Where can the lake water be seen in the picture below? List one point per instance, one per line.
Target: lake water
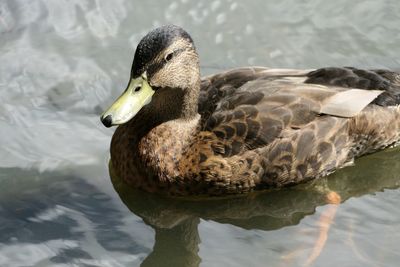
(62, 62)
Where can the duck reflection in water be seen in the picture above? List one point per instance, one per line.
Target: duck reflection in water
(176, 220)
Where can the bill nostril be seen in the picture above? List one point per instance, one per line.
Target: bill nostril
(107, 121)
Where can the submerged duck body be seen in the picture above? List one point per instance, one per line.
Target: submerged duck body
(244, 129)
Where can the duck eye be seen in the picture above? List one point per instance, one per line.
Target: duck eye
(169, 57)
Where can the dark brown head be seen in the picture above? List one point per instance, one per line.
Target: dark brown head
(165, 76)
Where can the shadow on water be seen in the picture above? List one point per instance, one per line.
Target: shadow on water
(54, 218)
(176, 221)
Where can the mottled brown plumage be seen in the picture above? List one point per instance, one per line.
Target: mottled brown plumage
(245, 129)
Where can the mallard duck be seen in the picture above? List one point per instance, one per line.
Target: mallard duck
(244, 129)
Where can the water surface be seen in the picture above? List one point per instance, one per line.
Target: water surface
(63, 62)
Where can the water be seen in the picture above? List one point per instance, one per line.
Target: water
(63, 62)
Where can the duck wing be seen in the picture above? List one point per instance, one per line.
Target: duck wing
(249, 108)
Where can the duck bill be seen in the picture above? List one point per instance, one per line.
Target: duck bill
(137, 94)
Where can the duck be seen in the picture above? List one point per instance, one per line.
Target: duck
(244, 129)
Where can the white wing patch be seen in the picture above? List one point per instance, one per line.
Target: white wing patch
(348, 103)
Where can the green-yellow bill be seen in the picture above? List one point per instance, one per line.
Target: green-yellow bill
(138, 94)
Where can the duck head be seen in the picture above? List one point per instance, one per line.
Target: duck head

________________________________________

**Your objective:**
Reproduce the listing above with every occurrence of "one per line" changed to "each on its own line", leaving everything else unchanged. Omit the pictures from your version.

**Answer to the problem:**
Where can the lake water be seen in the picture below? List one point per instance, each on its own line.
Target: lake water
(62, 62)
Where can the duck reflection in water be seen in the picture above? List one point per instance, each on its own line.
Target: duck reflection in water
(176, 220)
Where can the bill nostril be seen in the picture above? List one point per instance, each on its own line.
Target: bill nostril
(107, 121)
Where can the submerged duck body be seen in the picture above? List one point per instance, each on its own line.
Target: submerged duck body
(244, 129)
Where can the duck eye be seen in the picture above? List one point per instance, each on its own line.
Target: duck eye
(169, 57)
Where can the dark brown head be seen in the picture above? List one point per instance, each on its own line.
Target: dark brown head
(165, 76)
Where can the shadow on water be seen in the picture above? List one point per instance, each on its own line.
Target: shadow on water
(54, 218)
(176, 221)
Where can the mottled brown plumage be seen in the picture above? List one point per instance, each on its own line.
Target: mottled brown plumage
(245, 129)
Where can the mallard duck be seen in the picture above? List one point per instance, each on its own line.
Target: mallard duck
(244, 129)
Where can the water surface be seen in the picture above? List one point per instance, each on its own line.
Target: water surface
(63, 62)
Where can the water be seen in the picture above? List one point per instance, each on its own line.
Target: water
(63, 62)
Where can the duck wing be seen in the picture above? List one point per instance, each on its own line.
Target: duck wing
(249, 108)
Where can the duck bill be seen in the picture above? List one point per instance, each on its own line.
Target: duck bill
(137, 94)
Where can the duck be seen in the picture above? List one point per instance, each on its own line.
Target: duck
(244, 129)
Where can the white wing patch be seen in the picture above? List one point per instance, each on its own line.
Target: white wing patch
(348, 103)
Where can the green-yellow bill be seen in the picture above? List one point per instance, each on its own line.
Target: green-yellow bill
(138, 94)
Where can the duck head be seen in the picture above? List one point per instance, each on its own line.
Target: duck head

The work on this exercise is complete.